* What is expected *
Repeat each of the following records line for line, with no changes.

* Provided information *

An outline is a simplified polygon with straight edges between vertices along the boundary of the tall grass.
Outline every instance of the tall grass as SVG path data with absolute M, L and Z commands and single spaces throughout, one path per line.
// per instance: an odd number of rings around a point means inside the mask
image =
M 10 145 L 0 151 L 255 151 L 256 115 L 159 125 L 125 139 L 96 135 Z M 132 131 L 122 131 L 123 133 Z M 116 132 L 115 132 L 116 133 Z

* Finished task *
An outline is a simplified polygon with straight edges between vertices along the boundary of the tall grass.
Outline every instance of the tall grass as SVG path data with absolute M, L and Z commands and single spaces throughout, one path per line.
// per instance: an odd number of rings around a point means inside the mask
image =
M 10 145 L 0 151 L 255 151 L 256 115 L 159 125 L 125 139 L 96 135 Z M 132 131 L 122 131 L 123 133 Z M 116 132 L 115 132 L 116 133 Z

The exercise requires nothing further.